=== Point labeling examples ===
%%
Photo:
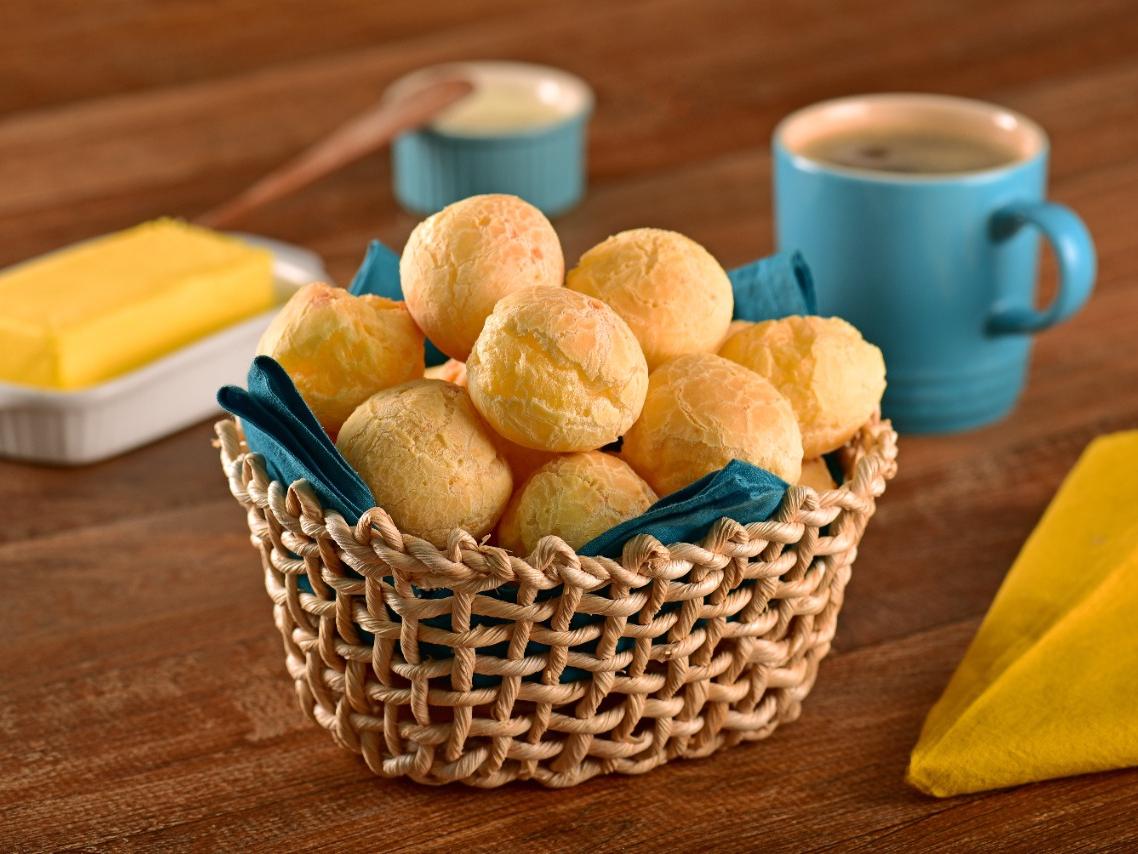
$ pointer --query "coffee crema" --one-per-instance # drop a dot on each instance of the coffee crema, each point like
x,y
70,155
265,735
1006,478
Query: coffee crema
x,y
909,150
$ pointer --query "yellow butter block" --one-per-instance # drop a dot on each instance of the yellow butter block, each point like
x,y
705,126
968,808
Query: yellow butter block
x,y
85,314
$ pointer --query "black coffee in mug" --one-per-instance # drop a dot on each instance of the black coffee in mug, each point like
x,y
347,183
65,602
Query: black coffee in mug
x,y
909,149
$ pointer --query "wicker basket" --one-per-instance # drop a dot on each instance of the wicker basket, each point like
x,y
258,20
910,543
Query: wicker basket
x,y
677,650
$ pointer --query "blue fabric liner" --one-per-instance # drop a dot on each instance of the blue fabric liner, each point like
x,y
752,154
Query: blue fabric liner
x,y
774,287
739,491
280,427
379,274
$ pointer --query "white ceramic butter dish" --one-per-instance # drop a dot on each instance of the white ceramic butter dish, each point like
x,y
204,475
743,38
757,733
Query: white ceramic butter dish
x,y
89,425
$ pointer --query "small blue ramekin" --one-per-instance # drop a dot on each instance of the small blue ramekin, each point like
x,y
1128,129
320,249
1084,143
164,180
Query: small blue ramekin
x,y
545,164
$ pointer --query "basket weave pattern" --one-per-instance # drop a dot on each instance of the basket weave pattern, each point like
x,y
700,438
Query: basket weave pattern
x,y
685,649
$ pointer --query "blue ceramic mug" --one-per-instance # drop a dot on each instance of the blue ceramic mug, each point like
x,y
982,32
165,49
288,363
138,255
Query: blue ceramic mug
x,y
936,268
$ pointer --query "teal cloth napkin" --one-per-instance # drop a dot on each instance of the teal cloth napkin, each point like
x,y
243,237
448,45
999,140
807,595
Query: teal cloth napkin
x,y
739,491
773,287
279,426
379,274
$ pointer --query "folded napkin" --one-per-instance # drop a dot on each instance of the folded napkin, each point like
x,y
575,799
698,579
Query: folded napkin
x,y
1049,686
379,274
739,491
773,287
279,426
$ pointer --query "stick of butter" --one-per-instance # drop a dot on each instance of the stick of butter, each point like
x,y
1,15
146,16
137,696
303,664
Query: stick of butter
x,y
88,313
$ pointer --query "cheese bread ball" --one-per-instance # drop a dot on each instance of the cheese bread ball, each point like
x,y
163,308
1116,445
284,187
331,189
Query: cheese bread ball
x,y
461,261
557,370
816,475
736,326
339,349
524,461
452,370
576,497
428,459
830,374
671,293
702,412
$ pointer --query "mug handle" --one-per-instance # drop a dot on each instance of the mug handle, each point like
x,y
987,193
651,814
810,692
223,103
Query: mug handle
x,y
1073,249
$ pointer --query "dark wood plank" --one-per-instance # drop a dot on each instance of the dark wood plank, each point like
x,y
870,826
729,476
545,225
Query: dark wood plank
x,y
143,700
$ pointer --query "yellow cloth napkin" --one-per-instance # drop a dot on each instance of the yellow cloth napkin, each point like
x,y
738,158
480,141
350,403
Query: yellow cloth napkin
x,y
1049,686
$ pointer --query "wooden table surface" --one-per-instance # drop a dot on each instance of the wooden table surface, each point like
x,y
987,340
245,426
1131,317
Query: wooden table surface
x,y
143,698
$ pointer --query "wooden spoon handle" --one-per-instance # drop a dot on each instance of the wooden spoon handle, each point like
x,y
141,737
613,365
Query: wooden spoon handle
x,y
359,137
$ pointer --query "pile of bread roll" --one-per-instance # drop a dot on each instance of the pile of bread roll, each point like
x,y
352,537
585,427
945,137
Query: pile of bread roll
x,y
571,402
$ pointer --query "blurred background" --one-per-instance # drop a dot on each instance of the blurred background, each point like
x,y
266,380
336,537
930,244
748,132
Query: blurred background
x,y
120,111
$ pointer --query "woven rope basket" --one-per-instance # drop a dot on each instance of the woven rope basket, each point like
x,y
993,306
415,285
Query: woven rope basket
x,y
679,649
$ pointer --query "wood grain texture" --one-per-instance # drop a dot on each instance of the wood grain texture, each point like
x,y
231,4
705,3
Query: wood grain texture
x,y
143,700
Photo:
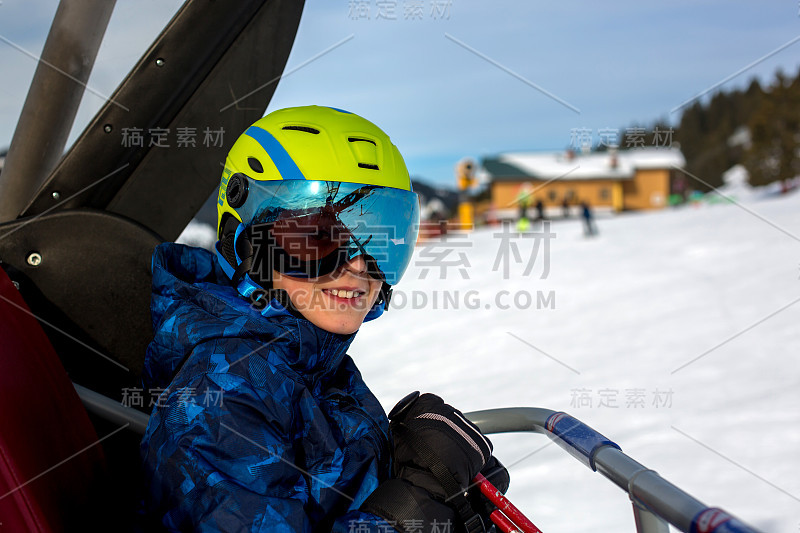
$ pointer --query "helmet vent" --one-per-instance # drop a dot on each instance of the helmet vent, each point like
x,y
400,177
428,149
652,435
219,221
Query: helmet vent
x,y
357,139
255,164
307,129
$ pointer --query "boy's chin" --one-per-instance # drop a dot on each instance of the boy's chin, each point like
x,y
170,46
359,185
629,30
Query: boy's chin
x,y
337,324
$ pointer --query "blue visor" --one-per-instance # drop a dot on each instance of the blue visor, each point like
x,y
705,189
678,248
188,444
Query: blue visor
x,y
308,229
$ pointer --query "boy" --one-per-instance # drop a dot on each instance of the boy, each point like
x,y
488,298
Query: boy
%%
=== Work to complete ===
Transcribe all of the entries word for word, but skip any pictures they contain.

=== Result for this task ===
Photo:
$ pointer --query "coffee crema" --one-per-instance # drop a dot on each instance of the coffee crema, each point like
x,y
70,155
265,735
1006,478
Query: coffee crema
x,y
909,150
$ pointer --query "yellow butter block" --one-per-instance # drop a dot on each instance of the yellow butter block, each point like
x,y
705,126
968,808
Query: yellow butter block
x,y
85,314
$ pointer --query "black coffee in mug" --one-per-instance # drop a dot on each instance of the black coffee in mug, each point like
x,y
347,183
65,602
Query: black coffee in mug
x,y
909,149
$ pointer --query "wicker basket" --one-per-instance # drop a dot on each instance of the wicker basket, each point like
x,y
258,20
910,543
Query: wicker basket
x,y
677,650
$ pointer --query "blue fabric liner" --one-per-instance # drop a dot on each instance of the blue fabric liner, each point like
x,y
752,154
Query: blue fabric liner
x,y
774,287
739,491
280,427
379,274
$ pointer --query "white ceramic butter dish" --one-per-instance # drop a dot on each instance of the white ceramic butter dish, each point like
x,y
204,475
743,38
757,733
Query: white ceramic butter dish
x,y
89,425
$ pointer --query "small blue ramekin" --one-per-instance # drop a dot on each instance of the small blue ramekin, each point like
x,y
1128,129
320,249
1084,143
164,180
Query: small blue ramekin
x,y
545,164
$ pointer --query "basket weave pattern" --one-per-instance # drop a dot on each instance of the basket weave pattern, each point like
x,y
700,438
Query: basket weave pattern
x,y
685,649
$ pointer --query "blue ceramic mug" --one-per-instance # drop a dot on each instance of the blue ceramic mug, each point like
x,y
982,32
165,49
288,363
138,255
Query: blue ceramic mug
x,y
936,268
$ pointer --query "teal cloth napkin" --one-per-instance # drop a dot on each instance of the teal cloth napkin, each point like
x,y
243,237
448,45
999,140
807,595
Query: teal cloth napkin
x,y
739,491
773,287
279,426
379,274
$ pointer --query "folded napkin" --one-per-instance # drop a dot on each instance of the folded napkin, each point like
x,y
575,799
698,579
Query: folded napkin
x,y
1049,686
379,274
739,491
773,287
279,426
$ pointer --query "stick of butter" --one-per-instance # drop a dot on each instance of the stick of butter, each point like
x,y
1,15
146,16
137,696
303,664
Query: stick of butter
x,y
88,313
$ pointer --query "cheese bread ball" --one-per-instance # drop a dot on each instance of the cheese bread ball, each point like
x,y
163,308
1116,445
284,187
331,189
Query: cheese bread ball
x,y
461,261
557,370
816,475
736,326
339,349
524,461
452,370
576,497
428,459
830,374
671,293
702,412
$ pointer --query "mug handle" --one-per-instance # drop a dot on each instance of the mug handle, each point like
x,y
987,193
651,814
810,692
223,103
Query: mug handle
x,y
1073,249
$ pointer --query "dark wood plank" --one-per-instance # drop a dot on each instance of the dark wood plank, each point like
x,y
870,826
729,476
545,225
Query: dark wood plank
x,y
143,700
$ pointer --query "yellow cloth napkin" --one-per-instance # drop a dot on each instance of the yellow cloth napkin, each point like
x,y
738,158
480,141
350,403
Query: yellow cloth napkin
x,y
1049,686
$ pointer --query "wooden table surface" --one-per-instance # drop a dot on each instance of the wooden table surface, each point like
x,y
987,340
245,426
1131,317
Query: wooden table surface
x,y
143,698
$ pointer --query "wooden spoon handle" --one-per-instance # drop a dot on each instance of the wooden spoon handle, each point like
x,y
141,737
613,365
Query: wooden spoon handle
x,y
359,137
$ pointer --query "pile of bread roll" --one-per-instance # drop a dot on each instance of the pile of bread roll, each point like
x,y
352,537
585,427
945,137
Query: pile of bread roll
x,y
571,402
$ pointer --query "blurred background" --one-per-instance # drop a dot on each instance of the blurred background, each point like
x,y
266,380
336,537
930,244
748,132
Query: blurred background
x,y
120,111
$ pointer --query "woven rope basket" --one-per-instance # drop a dot on each instance of the woven rope basket, each point like
x,y
993,306
415,285
Query: woven rope basket
x,y
679,649
$ pointer --query "wood grain texture" --one-per-instance # drop a dot on each instance of the wood grain texture, each point like
x,y
231,4
705,3
Query: wood grain texture
x,y
143,700
Photo:
$ pointer --query "helmet vent" --one-per-instance # drop a dot on each instance of the helmet vent, each point like
x,y
400,177
428,149
652,435
219,221
Query: helmet vent
x,y
357,139
255,164
307,129
$ pointer --query "boy's chin" --one-per-instance # drop a dot on each instance of the boy's chin, each point like
x,y
170,46
359,185
629,30
Query: boy's chin
x,y
337,324
$ pointer --query "blue visor" --one-per-instance # drop a dot on each instance of the blue visor, each point like
x,y
705,189
678,248
188,444
Query: blue visor
x,y
308,229
$ pointer --query "boy" --one-per-instance # drop a dot on each instance of the boy, each point like
x,y
488,298
Query: boy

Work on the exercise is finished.